기록의 처음부터 "<point>265,455</point>"가 들어 있는 줄까지의 모든 줄을 다시 쓰되, 답에 나온 좌표의 각 수를 1.5배로 확대하여 정수로 반올림하고(.5는 올림) 그 밖의 글은 그대로 두시오.

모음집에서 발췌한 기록

------------------------------

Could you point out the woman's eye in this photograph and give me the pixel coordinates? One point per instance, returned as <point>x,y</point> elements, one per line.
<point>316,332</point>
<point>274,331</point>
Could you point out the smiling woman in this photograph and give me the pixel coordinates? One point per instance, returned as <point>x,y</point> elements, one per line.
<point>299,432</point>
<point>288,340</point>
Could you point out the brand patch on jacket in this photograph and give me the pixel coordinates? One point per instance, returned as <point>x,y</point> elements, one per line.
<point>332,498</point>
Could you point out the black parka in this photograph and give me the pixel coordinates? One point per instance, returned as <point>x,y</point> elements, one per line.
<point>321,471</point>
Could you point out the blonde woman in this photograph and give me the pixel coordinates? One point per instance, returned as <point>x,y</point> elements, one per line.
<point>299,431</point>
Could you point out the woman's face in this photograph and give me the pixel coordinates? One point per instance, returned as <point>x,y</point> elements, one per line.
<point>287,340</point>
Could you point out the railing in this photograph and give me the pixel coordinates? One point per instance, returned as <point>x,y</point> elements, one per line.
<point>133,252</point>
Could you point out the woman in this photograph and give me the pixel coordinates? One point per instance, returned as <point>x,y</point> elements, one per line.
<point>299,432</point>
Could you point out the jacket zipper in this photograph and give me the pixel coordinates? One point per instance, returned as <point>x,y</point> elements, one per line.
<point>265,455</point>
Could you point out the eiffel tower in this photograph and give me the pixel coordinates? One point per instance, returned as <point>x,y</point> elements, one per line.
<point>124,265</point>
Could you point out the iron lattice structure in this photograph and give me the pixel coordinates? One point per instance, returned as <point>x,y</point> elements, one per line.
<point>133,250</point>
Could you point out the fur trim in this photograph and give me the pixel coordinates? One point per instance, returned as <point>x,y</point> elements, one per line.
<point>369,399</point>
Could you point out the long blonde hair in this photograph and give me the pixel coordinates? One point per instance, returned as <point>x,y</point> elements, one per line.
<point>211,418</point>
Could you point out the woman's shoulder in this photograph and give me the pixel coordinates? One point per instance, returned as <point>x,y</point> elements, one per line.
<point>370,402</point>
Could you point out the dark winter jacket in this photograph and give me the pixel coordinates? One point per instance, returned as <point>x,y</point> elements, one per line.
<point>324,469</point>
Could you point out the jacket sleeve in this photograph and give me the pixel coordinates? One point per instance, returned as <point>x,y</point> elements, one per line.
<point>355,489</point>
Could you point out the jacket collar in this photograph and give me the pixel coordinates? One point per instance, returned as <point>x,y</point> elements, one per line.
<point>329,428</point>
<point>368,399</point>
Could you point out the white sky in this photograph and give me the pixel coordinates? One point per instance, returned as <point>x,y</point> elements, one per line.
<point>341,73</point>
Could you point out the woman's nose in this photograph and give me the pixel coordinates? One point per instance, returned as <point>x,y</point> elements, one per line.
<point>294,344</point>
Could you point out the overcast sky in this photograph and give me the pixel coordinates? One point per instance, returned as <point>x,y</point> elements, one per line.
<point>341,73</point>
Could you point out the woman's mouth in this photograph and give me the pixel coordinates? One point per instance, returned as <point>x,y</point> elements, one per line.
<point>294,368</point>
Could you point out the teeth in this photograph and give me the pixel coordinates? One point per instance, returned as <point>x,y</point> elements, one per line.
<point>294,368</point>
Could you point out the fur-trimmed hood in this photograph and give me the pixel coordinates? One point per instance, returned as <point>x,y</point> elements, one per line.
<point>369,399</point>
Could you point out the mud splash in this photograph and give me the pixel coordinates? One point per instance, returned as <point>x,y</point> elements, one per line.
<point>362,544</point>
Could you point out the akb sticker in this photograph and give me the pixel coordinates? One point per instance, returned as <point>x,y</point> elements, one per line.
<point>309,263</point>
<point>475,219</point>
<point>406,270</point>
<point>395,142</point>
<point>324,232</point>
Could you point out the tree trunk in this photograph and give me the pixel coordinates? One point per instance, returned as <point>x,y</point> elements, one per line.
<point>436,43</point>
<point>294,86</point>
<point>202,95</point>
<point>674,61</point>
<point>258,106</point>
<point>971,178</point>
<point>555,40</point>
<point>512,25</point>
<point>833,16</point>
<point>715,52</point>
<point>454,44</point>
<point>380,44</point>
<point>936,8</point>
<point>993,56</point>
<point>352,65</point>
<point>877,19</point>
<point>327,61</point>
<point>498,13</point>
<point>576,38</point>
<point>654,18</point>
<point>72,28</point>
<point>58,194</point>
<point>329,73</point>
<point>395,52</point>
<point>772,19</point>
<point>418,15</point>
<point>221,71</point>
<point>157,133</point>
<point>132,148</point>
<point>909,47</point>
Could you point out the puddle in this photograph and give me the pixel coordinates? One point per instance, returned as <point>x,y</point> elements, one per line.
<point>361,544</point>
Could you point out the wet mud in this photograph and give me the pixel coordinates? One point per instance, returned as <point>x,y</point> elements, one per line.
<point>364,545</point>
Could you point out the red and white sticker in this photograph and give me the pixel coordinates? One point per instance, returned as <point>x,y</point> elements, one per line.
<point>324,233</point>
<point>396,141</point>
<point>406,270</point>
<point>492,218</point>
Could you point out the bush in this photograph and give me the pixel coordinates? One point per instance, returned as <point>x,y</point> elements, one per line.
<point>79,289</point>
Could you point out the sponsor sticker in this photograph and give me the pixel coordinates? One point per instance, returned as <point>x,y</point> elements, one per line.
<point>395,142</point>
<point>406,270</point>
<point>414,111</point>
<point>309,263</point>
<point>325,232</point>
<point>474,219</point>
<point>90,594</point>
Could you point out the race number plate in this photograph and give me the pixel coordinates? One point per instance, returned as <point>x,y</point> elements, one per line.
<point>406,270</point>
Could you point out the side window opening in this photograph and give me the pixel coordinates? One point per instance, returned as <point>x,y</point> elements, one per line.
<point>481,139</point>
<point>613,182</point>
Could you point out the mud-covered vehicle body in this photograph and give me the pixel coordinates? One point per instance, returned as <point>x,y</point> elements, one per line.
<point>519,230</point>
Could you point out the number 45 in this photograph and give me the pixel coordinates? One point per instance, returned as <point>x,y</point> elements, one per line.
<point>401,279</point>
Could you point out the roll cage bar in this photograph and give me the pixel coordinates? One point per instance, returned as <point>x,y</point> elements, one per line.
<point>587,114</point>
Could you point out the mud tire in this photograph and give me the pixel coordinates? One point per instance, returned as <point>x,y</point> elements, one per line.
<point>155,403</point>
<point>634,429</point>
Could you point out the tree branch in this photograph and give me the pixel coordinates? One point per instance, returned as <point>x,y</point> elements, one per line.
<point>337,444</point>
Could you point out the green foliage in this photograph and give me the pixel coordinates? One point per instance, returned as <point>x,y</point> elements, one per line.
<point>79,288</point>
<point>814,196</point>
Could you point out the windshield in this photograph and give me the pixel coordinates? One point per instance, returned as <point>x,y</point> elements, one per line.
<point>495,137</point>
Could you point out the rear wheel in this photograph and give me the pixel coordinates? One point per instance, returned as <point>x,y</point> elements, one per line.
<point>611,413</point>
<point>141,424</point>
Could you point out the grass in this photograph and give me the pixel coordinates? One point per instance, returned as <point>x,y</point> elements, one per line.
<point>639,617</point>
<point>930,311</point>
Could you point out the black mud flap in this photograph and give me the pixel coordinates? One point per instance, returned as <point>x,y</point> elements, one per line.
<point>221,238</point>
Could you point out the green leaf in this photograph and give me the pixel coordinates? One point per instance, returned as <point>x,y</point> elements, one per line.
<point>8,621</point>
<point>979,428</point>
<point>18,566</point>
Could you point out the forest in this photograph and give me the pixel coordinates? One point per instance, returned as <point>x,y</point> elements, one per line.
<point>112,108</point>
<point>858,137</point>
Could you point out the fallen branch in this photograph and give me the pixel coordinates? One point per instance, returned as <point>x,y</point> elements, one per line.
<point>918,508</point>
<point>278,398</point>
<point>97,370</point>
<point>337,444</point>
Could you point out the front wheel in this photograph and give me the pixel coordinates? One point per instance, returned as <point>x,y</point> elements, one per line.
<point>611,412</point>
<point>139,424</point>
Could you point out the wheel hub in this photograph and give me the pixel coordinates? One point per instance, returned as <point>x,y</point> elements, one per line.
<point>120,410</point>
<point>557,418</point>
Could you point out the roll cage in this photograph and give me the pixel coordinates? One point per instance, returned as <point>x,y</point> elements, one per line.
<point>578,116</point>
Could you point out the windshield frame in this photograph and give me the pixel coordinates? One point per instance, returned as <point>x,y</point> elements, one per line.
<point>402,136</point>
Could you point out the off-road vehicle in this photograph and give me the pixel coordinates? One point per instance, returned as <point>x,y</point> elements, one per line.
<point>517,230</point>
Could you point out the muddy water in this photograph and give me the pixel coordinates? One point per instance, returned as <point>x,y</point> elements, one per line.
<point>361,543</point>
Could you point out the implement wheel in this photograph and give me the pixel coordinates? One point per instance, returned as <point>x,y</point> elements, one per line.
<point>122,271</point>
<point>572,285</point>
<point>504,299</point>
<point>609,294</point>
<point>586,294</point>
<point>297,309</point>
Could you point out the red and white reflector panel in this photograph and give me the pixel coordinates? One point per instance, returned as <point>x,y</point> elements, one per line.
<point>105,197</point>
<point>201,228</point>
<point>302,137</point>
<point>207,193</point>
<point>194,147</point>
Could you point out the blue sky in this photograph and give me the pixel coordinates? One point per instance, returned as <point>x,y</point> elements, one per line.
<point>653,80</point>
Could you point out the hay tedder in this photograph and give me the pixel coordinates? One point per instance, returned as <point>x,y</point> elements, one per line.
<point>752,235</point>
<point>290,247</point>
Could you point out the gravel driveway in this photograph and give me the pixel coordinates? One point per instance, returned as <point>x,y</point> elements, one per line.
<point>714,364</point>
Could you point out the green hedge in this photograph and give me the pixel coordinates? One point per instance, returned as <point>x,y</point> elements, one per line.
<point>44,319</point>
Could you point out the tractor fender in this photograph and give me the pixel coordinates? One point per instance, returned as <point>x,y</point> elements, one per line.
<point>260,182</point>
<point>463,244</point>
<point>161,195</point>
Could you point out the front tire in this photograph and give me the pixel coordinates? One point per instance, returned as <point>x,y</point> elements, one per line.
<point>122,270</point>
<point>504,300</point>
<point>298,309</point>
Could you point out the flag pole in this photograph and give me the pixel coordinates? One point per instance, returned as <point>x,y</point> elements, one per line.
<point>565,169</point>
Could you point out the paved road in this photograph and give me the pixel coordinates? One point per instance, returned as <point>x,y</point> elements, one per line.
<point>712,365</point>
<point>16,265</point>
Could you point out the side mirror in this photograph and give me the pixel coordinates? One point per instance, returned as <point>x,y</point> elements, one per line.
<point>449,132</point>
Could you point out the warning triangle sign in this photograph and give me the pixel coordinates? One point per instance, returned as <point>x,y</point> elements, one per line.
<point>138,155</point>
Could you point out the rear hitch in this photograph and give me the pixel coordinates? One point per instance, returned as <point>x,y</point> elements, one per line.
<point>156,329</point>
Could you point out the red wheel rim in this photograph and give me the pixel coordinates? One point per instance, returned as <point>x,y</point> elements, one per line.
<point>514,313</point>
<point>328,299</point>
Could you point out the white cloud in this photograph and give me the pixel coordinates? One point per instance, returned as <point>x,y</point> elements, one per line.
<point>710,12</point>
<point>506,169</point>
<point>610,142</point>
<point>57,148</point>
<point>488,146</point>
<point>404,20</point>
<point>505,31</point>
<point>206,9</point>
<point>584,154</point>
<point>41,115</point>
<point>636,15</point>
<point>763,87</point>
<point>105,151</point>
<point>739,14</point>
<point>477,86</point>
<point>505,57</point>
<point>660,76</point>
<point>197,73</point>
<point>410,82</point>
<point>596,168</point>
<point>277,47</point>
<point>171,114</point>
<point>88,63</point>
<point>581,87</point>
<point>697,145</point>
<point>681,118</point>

------------------------------

> 실습 결과:
Could you point out the woman's eye in this photograph and give me the pixel coordinates? One point per instance, returned as <point>x,y</point> elements, one per line.
<point>474,498</point>
<point>411,497</point>
Could you point out the smiling woman in this photograph and give me the pixel coordinates? One point per instance, returned as <point>x,y</point> elements, one per line.
<point>449,648</point>
<point>432,510</point>
Could you point out the brand patch on jacket in this photograph and give me the pixel coordinates? One point per instance, returned as <point>x,y</point> elements, one per line.
<point>498,747</point>
Could you point out the black parka in this photograph and give me the pixel coordinates? One point per instance, returned as <point>x,y</point> elements, one per line.
<point>482,707</point>
Could you point out the blonde woman in this photograph and give me the pixel coordinates? One point per instance, returned as <point>x,y</point> elements, one per line.
<point>449,647</point>
Could you point out the woman's face in this photograph and give me the pixel coordinates? One point per instance, returned as <point>x,y</point> elements, one per line.
<point>431,510</point>
Could you point out the railing in this photograph and give me the pixel coordinates? One point per instance, returned as <point>x,y</point> elements, one per line.
<point>200,378</point>
Could you point out the woman in this photograph and give me the pixel coordinates? One point per instance, returned as <point>x,y</point> elements, one per line.
<point>449,648</point>
Could you point out the jacket zipper in this photograph and give me the pixel coordinates? One point per instance, returned as <point>x,y</point> elements, one per line.
<point>398,683</point>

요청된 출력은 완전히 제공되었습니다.